**Excerpt**
Yearly Archives: 2014


Announcements for the Week of 28 September

CANE

  • The fall deadline for the quadriannual CANE Discretionary Funds grant is October 1st. If you have a great idea for a class activity but need funds for books and/or materials, please apply! For more information on this or other grants/scholarships that CANE offers, visit this page.
  • Don’t forget to pay your membership dues for the 2014-2015 academic year.

BEYOND CANE

Conferences/Meetings

  • Phillips Exeter Academy’s Classical Languages Department will host Princeton University linguist, classicist and comparative philologist Professor Joshua T. Katz for an evening talk titled “Ancient Egypt and its Hieroglyphs” on Wednesday, Oct. 1.
    The talk will explore the language of ancient Egypt — the land of mummies, pharaohs, pyramids and sphinxes. Fascinating to outsiders for more than a millennium, the secrets of this culture were not revealed until the 19th century when the hieroglyphic system of writing was deciphered. Audience members can learn to “read and write like an Egyptian” from this presentation. The talk will take place at 7 p.m. in the Phelps Academy Center’s Forum, 9 Tan Lane in Exeter, NH, and is free and open to the public.

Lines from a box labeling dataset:
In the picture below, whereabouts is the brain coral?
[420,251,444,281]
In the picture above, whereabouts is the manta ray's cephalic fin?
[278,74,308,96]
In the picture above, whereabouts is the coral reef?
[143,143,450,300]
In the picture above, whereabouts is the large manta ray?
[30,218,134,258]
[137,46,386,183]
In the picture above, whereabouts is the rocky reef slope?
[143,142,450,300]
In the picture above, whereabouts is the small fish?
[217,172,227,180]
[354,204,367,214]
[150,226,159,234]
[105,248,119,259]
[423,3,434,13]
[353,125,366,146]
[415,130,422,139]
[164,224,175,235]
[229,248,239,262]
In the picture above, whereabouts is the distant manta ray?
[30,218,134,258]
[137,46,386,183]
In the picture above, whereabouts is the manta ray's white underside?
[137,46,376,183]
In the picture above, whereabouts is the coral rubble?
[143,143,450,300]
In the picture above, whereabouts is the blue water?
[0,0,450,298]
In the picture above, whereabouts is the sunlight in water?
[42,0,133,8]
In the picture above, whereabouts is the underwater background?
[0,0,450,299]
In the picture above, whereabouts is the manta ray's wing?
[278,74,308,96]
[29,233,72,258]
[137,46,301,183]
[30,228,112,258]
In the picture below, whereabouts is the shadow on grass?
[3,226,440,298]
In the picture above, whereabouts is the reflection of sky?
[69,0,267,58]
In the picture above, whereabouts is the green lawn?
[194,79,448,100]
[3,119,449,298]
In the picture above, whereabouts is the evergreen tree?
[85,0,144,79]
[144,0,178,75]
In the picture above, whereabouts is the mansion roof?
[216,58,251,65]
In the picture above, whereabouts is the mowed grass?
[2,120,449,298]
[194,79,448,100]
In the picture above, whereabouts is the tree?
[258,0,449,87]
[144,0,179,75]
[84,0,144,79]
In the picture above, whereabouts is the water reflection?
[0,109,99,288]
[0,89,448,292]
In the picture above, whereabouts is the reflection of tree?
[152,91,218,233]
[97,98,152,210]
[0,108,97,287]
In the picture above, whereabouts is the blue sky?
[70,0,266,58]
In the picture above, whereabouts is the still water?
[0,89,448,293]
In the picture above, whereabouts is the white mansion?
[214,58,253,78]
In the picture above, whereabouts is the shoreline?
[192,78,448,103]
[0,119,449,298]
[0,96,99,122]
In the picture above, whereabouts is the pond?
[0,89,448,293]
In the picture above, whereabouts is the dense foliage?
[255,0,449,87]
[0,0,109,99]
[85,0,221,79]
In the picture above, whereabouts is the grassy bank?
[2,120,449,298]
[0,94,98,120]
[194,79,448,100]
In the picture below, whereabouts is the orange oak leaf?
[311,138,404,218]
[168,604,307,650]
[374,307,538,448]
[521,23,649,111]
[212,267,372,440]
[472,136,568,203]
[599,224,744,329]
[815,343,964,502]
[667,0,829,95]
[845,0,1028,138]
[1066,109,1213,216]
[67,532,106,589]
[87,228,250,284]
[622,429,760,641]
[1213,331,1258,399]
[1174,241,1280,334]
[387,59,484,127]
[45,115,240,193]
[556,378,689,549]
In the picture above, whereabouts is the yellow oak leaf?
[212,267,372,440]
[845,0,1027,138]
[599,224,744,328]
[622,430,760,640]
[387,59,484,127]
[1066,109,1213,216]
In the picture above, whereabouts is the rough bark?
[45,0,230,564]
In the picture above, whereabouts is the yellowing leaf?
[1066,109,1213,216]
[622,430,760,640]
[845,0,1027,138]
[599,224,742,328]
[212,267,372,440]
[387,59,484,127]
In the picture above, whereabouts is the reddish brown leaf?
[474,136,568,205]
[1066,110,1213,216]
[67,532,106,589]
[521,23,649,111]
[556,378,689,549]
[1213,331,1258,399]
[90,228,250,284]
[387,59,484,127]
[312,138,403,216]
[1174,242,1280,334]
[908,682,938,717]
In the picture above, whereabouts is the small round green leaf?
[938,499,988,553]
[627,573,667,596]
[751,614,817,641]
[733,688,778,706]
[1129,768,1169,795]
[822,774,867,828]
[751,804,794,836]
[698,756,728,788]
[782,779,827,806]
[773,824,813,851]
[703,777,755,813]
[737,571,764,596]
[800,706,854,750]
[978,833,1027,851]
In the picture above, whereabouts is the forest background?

**Required work**
In the weekly announcements, reproduce without changes the part that opens with the words containing "Announcements for the" and closes with "2014-2015 academic year.".

**Result of this task**
Announcements for the Week of 28 September

CANE

  • The fall deadline for the quadriannual CANE Discretionary Funds grant is October 1st. If you have a great idea for a class activity but need funds for books and/or materials, please apply! For more information on this or other grants/scholarships that CANE offers, visit this page.
  • Don’t forget to pay your membership dues for the 2014-2015 academic year.